> **PASSAGE TO READ**:
-*-
Building Spatial Memory Part 3: What I Learned Building an AR App for Location-Based Memories

Let me be honest with you — I had no idea how hard AR development actually was when I started this project.

I had this cool idea walking in the mountains a few months ago: "What if you could pin digital notes and photos to real-world coordinates? Like a Pinterest for the physical world. Only when you're physically standing there can you unlock the memory."

That idea sounded amazing in my head. I already built the backend with PostGIS and Redis GEO (you can read about that in my previous post), and I thought "Okay, frontend AR part can't be that much harder, right? It's 2026, all the APIs are there."

Yeah. About that. I learned the hard way.

The Reality Check: AR Isn't Magic (Yet)

So I started looking at options. I'm an iOS person primarily, so ARKit is the obvious choice. I'd heard great things — people building amazing AR experiences. But when I actually sat down to code...
-*-
> **DATA LISTING**:
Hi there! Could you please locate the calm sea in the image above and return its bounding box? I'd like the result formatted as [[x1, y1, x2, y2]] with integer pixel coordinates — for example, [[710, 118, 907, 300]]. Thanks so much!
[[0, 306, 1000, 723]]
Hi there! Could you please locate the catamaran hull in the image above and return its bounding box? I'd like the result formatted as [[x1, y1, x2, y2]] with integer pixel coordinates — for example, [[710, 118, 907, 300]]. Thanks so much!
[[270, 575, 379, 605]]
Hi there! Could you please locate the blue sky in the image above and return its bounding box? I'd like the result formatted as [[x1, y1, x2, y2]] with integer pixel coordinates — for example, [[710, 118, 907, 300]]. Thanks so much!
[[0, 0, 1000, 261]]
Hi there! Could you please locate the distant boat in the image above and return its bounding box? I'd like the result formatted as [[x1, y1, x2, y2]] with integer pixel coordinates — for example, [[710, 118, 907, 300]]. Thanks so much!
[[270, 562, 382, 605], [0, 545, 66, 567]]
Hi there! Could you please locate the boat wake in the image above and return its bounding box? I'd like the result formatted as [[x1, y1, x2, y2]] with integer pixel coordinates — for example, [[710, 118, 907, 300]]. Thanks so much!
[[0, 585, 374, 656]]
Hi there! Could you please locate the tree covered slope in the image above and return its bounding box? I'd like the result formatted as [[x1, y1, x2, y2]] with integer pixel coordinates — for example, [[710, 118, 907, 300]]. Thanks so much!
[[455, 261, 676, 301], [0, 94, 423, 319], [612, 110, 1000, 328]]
-*-
> **REQUESTS**:
(1) In the post about the AR app, make the paragraph that begins "That idea sounded amazing in my head" shorter while keeping its main facts.
(2) Write the next part of the post about building the AR app, picking up right after its final line.
The material above comes from a different source than the post about the AR app.

> **TASK-BY-TASK OUTPUTS**:
(1) The idea seemed great to me. I'd already built the backend with PostGIS and Redis GEO (covered in my previous post), so I figured the AR frontend couldn't be much harder, since it's 2026 and all the APIs exist.

(2)
Honestly, the first week was just one WTF moment after another.

Let me show you what I expected vs what I got.

What I expected:

Give me GPS coordinate → show content at that coordinate → done.
ARKit handles the heavy lifting of tracking.

What actually happened:

GPS is only accurate to 5-10 meters in open areas
GPS accuracy drops to 20-50 meters in cities (thanks, "urban canyon" effect from tall buildings)
AR tracking drifts if you stand still for more than a minute
World tracking doesn't work well in featureless areas (open fields, plain walls)
Different phones have wildly different performance

Oh, and that's just the beginning.

The First Big Problem: GPS vs AR Coordinate Systems

Here's something no tutorial really explains clearly: GPS gives you latitude/longitude on a sphere. ARKit gives you a coordinate system relative to where you started the session. They don't talk to each other automatically.

You have to convert between them yourself.

Let me show you the code I ended up with (it's actually not that bad once you figure it out):

import ARKit
import CoreLocation

class ARCoordinateConverter {
    private var startLocation: CLLocation?
    private var startTransform: float4x4?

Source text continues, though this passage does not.